[SHORT TASK] Return, exactly, the line that contains "the low green" together with all lines after it to the end of the entries, and no further lines.

[TASK MATERIAL]
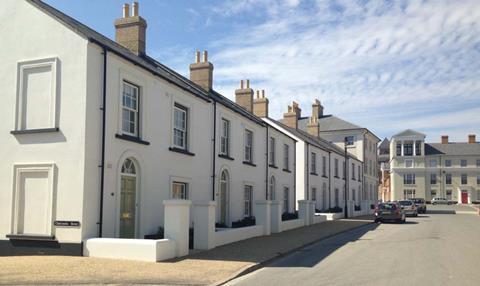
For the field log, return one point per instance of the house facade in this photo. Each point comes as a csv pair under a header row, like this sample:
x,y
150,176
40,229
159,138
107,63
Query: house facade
x,y
427,170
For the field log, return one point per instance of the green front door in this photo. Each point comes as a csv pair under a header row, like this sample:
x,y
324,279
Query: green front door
x,y
128,202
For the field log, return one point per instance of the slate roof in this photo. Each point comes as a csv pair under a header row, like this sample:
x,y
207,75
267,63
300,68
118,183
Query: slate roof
x,y
318,142
453,149
145,62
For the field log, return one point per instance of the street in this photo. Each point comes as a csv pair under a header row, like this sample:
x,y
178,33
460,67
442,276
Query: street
x,y
441,247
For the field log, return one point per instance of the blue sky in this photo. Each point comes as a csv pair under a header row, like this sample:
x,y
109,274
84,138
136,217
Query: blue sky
x,y
384,65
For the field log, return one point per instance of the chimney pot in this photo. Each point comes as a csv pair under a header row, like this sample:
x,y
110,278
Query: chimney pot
x,y
135,8
126,10
472,139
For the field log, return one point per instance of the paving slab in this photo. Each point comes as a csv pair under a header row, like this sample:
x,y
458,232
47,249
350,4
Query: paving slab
x,y
201,268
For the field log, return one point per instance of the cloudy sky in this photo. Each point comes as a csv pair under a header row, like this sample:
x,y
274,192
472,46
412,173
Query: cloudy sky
x,y
384,65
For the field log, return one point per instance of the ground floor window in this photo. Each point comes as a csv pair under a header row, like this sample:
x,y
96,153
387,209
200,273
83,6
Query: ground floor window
x,y
248,191
408,194
286,192
180,191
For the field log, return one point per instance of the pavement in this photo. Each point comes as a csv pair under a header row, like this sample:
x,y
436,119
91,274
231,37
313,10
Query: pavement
x,y
438,248
211,267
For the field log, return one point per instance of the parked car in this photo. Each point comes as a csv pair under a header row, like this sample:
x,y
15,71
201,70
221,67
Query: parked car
x,y
441,201
408,207
421,205
391,211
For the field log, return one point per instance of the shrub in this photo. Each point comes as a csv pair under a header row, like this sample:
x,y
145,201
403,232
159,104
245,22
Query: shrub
x,y
289,216
247,221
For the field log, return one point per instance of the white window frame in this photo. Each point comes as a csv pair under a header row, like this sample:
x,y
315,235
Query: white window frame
x,y
272,146
177,107
136,111
225,137
19,169
184,195
53,64
248,146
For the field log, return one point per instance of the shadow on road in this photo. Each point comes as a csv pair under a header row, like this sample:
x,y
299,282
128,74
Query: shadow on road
x,y
324,248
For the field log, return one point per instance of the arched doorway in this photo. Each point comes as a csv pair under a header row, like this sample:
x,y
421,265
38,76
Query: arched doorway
x,y
128,199
223,199
271,189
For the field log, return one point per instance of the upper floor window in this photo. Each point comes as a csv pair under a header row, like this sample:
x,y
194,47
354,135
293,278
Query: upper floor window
x,y
130,110
448,163
286,159
248,156
353,171
448,179
313,163
272,151
418,149
180,126
350,140
324,166
408,149
225,138
409,179
335,168
180,191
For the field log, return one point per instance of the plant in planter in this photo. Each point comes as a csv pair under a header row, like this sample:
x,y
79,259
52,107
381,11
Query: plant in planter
x,y
247,221
289,216
158,235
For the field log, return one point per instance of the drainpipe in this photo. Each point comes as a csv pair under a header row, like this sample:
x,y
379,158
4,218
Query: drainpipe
x,y
214,140
102,166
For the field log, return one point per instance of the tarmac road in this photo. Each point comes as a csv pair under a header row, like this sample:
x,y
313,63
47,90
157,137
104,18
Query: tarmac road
x,y
441,247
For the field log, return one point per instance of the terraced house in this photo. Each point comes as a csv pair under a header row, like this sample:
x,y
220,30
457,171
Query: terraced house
x,y
427,170
99,140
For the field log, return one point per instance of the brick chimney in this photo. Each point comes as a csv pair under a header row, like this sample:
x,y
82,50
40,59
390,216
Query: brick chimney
x,y
201,72
317,109
260,104
130,31
472,139
313,126
244,96
291,117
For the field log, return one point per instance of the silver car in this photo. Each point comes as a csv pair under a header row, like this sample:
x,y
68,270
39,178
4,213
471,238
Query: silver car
x,y
408,207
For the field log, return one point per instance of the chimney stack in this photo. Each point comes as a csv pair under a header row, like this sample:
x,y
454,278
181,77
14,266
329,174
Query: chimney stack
x,y
472,139
291,117
260,104
130,30
313,126
244,96
317,109
201,72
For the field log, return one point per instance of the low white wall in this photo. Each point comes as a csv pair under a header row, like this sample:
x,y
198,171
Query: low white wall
x,y
293,223
318,218
130,249
229,235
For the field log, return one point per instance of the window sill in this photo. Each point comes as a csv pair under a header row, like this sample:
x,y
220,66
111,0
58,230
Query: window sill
x,y
181,151
225,157
33,131
249,163
131,139
31,237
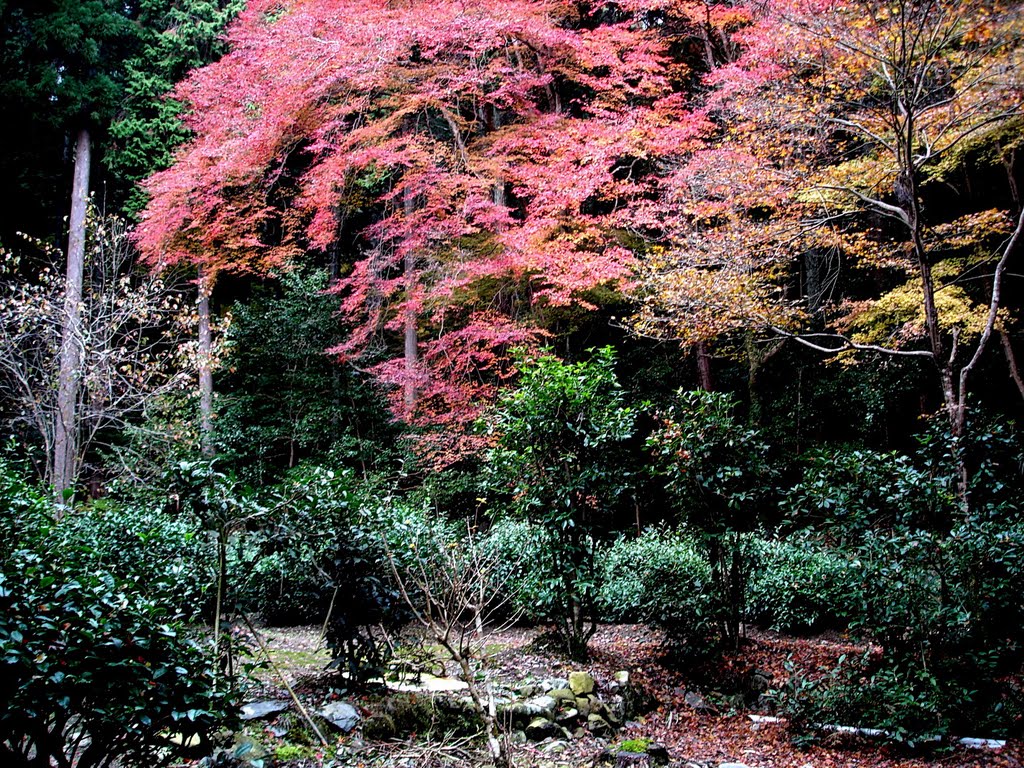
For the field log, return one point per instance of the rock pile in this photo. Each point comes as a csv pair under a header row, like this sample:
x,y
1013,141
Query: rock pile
x,y
568,708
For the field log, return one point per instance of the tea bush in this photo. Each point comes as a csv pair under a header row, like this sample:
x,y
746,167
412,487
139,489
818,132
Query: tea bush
x,y
654,577
800,587
92,671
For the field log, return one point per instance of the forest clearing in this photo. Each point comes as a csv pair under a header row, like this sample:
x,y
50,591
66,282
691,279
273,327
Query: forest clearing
x,y
511,382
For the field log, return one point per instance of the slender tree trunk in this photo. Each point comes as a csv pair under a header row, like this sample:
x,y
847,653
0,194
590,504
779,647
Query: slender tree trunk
x,y
704,368
1015,372
66,429
205,367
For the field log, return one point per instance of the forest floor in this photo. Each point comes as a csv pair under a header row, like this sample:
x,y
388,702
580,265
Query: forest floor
x,y
704,737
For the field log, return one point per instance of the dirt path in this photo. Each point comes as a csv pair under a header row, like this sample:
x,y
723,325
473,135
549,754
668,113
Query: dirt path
x,y
693,737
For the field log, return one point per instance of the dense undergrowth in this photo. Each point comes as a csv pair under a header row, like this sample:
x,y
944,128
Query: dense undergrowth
x,y
108,609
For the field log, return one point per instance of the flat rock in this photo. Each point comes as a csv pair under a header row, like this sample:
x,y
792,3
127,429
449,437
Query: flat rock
x,y
258,710
582,683
542,728
598,725
341,715
426,684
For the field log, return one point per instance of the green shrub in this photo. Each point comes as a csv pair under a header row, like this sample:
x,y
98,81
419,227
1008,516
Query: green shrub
x,y
90,670
559,459
514,547
26,514
169,556
717,469
799,587
653,577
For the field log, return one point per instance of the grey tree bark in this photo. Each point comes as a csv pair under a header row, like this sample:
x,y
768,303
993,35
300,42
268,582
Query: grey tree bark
x,y
205,366
66,460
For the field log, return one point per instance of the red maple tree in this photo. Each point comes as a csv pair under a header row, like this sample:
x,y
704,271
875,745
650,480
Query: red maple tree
x,y
470,162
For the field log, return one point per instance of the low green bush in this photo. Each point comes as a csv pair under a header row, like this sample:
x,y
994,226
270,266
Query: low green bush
x,y
515,548
653,577
799,587
167,555
26,514
90,672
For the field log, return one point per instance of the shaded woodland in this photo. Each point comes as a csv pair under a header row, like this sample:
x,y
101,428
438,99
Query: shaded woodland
x,y
670,345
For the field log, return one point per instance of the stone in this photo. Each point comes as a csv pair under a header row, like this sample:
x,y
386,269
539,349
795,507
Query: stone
x,y
616,709
658,754
582,683
562,694
544,706
554,682
541,728
527,690
259,710
566,715
598,725
341,715
379,727
426,684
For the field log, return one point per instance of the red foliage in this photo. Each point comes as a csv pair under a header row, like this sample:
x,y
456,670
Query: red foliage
x,y
503,152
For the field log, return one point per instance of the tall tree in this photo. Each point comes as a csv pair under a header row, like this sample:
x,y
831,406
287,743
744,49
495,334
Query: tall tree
x,y
851,134
475,164
65,69
62,70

[EXERCISE RESPONSE]
For the field log, return one point per instance of the low green bush in this photo. Each point comes as a csv pair under a header row, like this sample:
x,y
994,226
270,266
Query: low green bush
x,y
515,548
653,577
799,587
167,555
26,514
90,672
For the field log, return one point per instance of the shaded woodland in this photo. Each point comes as a csv pair under a header row, like this sample:
x,y
101,428
438,99
Query: shaded woodland
x,y
670,345
For the field log, return one point per instance of the stone in this photo. Each point comes as a csv pair under a header row, like this sample:
x,y
386,269
539,349
795,507
Query: stone
x,y
616,709
658,754
582,683
562,694
544,706
554,682
541,728
527,690
259,710
566,715
598,725
341,715
379,727
426,684
For the field log, return one point per instance of the red foliage in this photo. Each point comes as a csv pair under a header row, like this sample:
x,y
456,670
Query: red foliage
x,y
503,152
For the field log, return one point per instance of the tall tree in this photo. Each point comes as a csv pair under a header row, like this sample:
x,y
831,406
287,743
744,49
495,334
Query: tall tree
x,y
851,134
475,164
65,69
62,70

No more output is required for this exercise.